##### Data shown

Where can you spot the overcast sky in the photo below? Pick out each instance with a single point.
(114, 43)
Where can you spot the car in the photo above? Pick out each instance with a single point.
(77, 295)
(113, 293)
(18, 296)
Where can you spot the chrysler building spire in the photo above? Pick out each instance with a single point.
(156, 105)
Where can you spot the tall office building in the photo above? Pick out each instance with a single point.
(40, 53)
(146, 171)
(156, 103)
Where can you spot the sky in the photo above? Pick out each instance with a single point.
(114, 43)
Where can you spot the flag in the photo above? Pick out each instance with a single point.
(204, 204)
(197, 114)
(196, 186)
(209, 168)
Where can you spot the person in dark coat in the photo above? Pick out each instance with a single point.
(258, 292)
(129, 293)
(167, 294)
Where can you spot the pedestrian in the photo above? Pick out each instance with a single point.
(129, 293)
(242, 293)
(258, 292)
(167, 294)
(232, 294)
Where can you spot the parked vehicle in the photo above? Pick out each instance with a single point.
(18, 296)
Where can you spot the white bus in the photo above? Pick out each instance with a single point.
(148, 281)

##########
##### Data shown

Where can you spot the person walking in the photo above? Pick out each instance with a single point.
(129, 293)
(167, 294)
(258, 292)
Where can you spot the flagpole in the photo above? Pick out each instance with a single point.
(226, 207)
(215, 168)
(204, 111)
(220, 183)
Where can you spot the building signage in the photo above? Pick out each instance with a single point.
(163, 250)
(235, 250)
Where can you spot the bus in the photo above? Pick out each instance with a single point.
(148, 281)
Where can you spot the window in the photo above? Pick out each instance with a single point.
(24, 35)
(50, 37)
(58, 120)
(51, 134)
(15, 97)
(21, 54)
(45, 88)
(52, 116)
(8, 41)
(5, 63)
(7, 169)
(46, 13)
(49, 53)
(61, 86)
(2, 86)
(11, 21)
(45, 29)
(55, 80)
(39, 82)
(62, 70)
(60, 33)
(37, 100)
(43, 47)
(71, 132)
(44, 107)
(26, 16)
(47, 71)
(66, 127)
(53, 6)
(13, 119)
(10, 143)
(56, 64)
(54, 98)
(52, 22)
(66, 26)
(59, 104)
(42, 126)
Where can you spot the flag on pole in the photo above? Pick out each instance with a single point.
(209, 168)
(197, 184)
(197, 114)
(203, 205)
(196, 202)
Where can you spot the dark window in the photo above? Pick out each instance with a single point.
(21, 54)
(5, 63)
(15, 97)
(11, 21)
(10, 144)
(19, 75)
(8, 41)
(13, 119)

##########
##### Data shown

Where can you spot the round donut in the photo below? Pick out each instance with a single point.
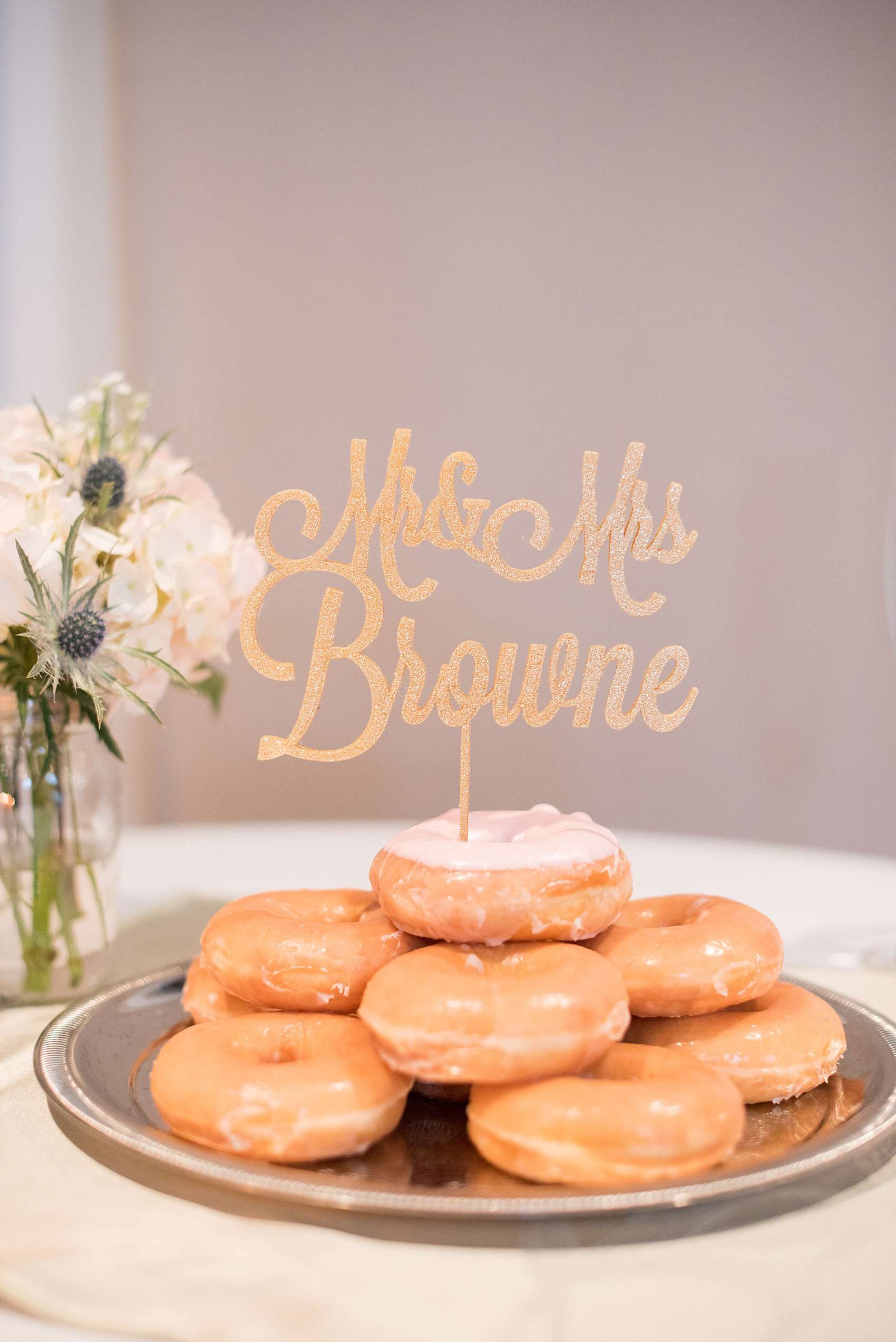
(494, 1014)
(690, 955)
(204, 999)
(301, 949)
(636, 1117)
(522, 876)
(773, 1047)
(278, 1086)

##########

## Written task
Please list each line of the material above that contains the word "dark". Case counts.

## Solution for this problem
Where can you spot the person in dark coat in the photo above? Pick out each instance with a single point.
Where can you spot the dark window in the photo above? Pick out each instance with a single point.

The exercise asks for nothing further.